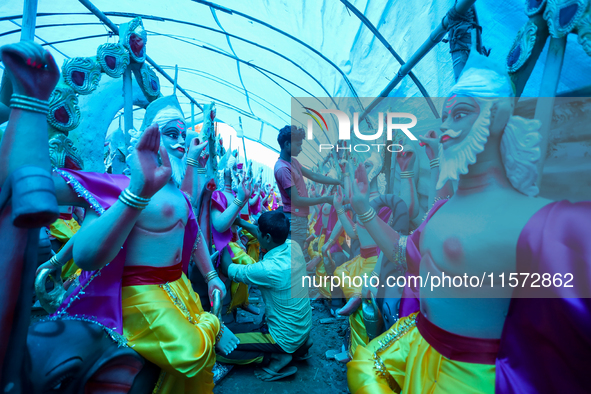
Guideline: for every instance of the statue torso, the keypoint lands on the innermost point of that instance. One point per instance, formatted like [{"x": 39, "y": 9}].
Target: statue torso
[
  {"x": 472, "y": 236},
  {"x": 157, "y": 237}
]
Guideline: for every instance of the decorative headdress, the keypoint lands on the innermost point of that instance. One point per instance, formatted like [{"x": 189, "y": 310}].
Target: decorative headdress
[
  {"x": 488, "y": 83},
  {"x": 162, "y": 111}
]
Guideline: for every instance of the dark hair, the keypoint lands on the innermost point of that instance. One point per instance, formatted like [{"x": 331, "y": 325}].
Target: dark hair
[
  {"x": 289, "y": 133},
  {"x": 276, "y": 224}
]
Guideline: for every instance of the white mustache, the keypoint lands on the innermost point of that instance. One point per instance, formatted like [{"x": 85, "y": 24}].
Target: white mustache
[
  {"x": 453, "y": 133},
  {"x": 176, "y": 146}
]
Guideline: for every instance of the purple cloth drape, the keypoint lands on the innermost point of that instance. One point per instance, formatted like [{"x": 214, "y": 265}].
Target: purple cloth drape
[
  {"x": 99, "y": 293},
  {"x": 546, "y": 342}
]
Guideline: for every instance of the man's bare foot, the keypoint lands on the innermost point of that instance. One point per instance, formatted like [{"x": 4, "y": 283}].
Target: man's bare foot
[
  {"x": 272, "y": 372},
  {"x": 350, "y": 307},
  {"x": 313, "y": 263}
]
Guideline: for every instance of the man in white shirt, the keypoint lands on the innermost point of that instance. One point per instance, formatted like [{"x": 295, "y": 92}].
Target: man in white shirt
[{"x": 278, "y": 275}]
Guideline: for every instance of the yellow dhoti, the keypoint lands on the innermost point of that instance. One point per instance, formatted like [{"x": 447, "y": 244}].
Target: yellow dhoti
[
  {"x": 239, "y": 291},
  {"x": 167, "y": 326},
  {"x": 401, "y": 360},
  {"x": 347, "y": 273}
]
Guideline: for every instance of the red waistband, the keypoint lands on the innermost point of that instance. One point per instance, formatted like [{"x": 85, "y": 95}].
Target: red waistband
[
  {"x": 65, "y": 216},
  {"x": 458, "y": 347},
  {"x": 136, "y": 275},
  {"x": 369, "y": 252}
]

━━━━━━━━━━━━━━━━━━━━

Reproduce the entries above word for word. Pictures stay out.

■ Task result:
Guideline: for every instance of the statue torso, the keypoint lands on the innermost point of that instance. One point per instance, formatted like [{"x": 39, "y": 9}].
Target: statue torso
[
  {"x": 472, "y": 236},
  {"x": 157, "y": 237}
]
Guideline: for every instance of the decorative headdress, the keypoint lands on the innermost point of that instance. One point per instance, formatted like [{"x": 189, "y": 310}].
Target: decorative headdress
[
  {"x": 488, "y": 83},
  {"x": 162, "y": 111}
]
Guideline: for every instance of the dark hair, the keypoint lands on the innermost point of that instance. One point per instance, formatted like [{"x": 331, "y": 325}].
Target: dark hair
[
  {"x": 289, "y": 133},
  {"x": 276, "y": 224}
]
Guideline: for every instance of the white mustache, the keypoint lands on the innermost point of that instance. One point per instance, formatted like [{"x": 85, "y": 24}].
Target: white mustache
[
  {"x": 453, "y": 133},
  {"x": 176, "y": 146}
]
Guideline: for every instance of the purple cloth drape, the keypoint lands on the innermost point of that instance. One point per instance, formatted like [{"x": 214, "y": 265}].
Target: purple cloth drape
[
  {"x": 99, "y": 293},
  {"x": 546, "y": 342}
]
Guideline: for every instance of the man's bare foot, the keypoint lands on the innermost point of that instance. One point per instance, formatted like [{"x": 4, "y": 283}].
Target: man's bare foot
[
  {"x": 272, "y": 372},
  {"x": 350, "y": 307},
  {"x": 313, "y": 263}
]
Guideline: for every instance of the man in white shirt, the keypoint lands on the innermost point of that instance. One point per instance, formatted like [{"x": 295, "y": 92}].
Target: man in white shirt
[{"x": 278, "y": 275}]
Guideline: for every instance of the yellow dhoti, the keypoint lands on the innermost point of that instance. One point per instance, formatted like [{"x": 447, "y": 244}].
Target: yellow dhoti
[
  {"x": 239, "y": 291},
  {"x": 167, "y": 326},
  {"x": 401, "y": 360},
  {"x": 347, "y": 273}
]
Guideline: for every instance of the red waistband, the keypoint lands on the innermost point of that instance. One point per instance, formatted like [{"x": 85, "y": 95}].
Target: red waistband
[
  {"x": 65, "y": 216},
  {"x": 458, "y": 347},
  {"x": 136, "y": 275},
  {"x": 369, "y": 252}
]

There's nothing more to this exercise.